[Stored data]
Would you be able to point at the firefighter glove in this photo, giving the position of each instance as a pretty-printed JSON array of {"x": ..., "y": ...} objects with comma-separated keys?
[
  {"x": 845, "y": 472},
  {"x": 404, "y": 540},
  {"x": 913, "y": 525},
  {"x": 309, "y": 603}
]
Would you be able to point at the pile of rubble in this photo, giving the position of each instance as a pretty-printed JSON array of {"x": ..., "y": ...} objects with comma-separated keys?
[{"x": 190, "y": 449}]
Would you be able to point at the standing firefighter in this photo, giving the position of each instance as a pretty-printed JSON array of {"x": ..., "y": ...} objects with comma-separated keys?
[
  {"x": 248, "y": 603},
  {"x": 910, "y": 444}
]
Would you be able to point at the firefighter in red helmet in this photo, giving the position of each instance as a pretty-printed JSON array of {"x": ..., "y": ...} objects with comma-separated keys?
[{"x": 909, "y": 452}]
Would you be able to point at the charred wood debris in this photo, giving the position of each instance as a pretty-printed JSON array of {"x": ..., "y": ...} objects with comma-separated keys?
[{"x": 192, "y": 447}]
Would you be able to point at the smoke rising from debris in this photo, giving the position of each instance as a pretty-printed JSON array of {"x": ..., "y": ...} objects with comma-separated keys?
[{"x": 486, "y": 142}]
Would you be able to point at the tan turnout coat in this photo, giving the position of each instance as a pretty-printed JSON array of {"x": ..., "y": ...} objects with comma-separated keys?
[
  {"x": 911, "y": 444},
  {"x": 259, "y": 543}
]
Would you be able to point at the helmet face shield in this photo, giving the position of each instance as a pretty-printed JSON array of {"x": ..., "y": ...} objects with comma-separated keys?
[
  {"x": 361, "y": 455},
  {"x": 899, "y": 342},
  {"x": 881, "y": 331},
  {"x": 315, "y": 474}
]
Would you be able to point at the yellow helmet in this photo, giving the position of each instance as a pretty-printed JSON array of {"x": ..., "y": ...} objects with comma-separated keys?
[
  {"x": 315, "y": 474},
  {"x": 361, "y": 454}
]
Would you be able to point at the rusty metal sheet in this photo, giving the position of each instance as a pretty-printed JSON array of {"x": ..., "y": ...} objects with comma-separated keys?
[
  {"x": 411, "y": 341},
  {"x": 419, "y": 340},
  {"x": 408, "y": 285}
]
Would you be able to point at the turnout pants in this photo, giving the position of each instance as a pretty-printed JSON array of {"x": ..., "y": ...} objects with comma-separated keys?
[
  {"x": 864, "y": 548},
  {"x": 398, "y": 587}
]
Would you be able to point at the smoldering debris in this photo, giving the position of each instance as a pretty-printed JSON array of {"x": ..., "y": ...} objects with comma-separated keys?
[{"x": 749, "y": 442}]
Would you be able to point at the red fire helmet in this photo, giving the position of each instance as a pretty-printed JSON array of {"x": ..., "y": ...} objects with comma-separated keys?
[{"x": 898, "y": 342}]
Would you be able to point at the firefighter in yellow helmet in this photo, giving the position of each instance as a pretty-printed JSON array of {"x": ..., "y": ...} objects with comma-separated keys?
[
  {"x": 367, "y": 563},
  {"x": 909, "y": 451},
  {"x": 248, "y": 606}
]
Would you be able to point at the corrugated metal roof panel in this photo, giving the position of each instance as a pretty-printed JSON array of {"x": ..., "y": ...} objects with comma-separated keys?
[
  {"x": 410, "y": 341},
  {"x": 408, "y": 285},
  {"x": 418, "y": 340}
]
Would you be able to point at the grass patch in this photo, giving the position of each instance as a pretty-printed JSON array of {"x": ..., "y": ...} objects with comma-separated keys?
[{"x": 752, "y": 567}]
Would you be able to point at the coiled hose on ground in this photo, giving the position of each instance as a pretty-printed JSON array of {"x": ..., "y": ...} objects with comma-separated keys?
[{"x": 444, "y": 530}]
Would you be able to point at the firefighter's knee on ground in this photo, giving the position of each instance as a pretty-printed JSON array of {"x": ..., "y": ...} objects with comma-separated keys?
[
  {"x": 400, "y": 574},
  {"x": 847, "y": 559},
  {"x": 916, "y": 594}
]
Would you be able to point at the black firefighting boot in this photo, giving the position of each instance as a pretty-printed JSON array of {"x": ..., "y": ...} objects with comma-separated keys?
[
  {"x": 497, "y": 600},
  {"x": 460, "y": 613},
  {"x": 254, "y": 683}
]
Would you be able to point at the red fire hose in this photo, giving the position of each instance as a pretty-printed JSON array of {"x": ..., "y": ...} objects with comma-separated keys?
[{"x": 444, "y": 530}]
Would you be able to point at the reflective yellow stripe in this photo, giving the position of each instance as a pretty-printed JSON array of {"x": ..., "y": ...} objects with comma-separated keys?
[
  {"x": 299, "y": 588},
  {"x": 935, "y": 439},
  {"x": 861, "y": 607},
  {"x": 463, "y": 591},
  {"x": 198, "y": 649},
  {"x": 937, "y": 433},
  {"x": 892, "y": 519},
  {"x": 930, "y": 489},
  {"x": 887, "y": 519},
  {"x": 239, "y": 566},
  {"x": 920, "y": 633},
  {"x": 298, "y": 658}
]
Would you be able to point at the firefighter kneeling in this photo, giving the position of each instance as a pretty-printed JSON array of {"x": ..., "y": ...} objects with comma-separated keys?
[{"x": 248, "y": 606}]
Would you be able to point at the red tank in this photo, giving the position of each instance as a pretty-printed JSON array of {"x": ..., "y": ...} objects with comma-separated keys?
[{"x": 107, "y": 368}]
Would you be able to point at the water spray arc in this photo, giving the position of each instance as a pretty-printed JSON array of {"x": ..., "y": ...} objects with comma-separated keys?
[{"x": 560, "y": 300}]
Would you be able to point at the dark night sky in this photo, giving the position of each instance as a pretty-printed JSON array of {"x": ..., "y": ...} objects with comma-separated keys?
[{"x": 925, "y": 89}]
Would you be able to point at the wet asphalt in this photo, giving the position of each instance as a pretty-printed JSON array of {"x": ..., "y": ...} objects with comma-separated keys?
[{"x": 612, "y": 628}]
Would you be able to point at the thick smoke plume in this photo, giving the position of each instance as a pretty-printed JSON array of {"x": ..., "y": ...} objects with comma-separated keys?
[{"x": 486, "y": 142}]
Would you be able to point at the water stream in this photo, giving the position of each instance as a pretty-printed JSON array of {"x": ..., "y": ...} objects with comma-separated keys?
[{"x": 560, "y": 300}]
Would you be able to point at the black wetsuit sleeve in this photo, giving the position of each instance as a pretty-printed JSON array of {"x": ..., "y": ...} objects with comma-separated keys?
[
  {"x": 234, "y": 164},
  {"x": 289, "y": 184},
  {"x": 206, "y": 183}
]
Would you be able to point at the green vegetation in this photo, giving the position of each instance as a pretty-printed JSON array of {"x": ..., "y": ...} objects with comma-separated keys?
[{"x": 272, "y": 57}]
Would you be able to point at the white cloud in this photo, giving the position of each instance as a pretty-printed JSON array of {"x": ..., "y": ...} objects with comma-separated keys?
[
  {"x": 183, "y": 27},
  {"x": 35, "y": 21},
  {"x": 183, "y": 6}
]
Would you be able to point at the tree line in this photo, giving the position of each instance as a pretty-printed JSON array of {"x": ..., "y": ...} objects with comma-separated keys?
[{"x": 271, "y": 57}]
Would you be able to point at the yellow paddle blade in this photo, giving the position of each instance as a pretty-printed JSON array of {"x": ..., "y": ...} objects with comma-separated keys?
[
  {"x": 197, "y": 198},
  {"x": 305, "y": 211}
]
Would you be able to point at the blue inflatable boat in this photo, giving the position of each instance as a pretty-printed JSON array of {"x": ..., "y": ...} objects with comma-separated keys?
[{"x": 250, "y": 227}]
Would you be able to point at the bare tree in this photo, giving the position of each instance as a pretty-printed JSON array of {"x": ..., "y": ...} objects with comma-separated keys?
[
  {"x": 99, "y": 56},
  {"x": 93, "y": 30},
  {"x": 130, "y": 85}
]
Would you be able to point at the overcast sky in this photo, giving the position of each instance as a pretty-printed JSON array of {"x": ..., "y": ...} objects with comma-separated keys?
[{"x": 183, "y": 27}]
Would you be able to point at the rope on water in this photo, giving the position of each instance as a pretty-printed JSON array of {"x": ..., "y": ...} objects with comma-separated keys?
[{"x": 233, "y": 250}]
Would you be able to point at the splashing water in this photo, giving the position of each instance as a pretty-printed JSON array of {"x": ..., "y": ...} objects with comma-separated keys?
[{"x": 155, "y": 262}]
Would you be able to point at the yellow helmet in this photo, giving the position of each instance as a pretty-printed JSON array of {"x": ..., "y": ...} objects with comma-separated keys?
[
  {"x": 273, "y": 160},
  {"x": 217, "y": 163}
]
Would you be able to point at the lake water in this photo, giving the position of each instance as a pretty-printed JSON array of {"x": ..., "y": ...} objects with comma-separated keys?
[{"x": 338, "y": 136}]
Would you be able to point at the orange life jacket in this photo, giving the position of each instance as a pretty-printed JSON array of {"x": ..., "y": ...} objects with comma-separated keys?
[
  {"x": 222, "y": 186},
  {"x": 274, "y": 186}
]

**REQUIRED WORK:**
Please retype, without any change, the line containing "Would you be able to point at the orange" and every line after it to the end of the entries above, and only those.

**YOUR RESPONSE:**
Would you be able to point at the orange life jacket in this photo, giving the position of each instance as a pretty-printed JSON array of {"x": ..., "y": ...} objects with comma-separated keys?
[
  {"x": 222, "y": 186},
  {"x": 274, "y": 186}
]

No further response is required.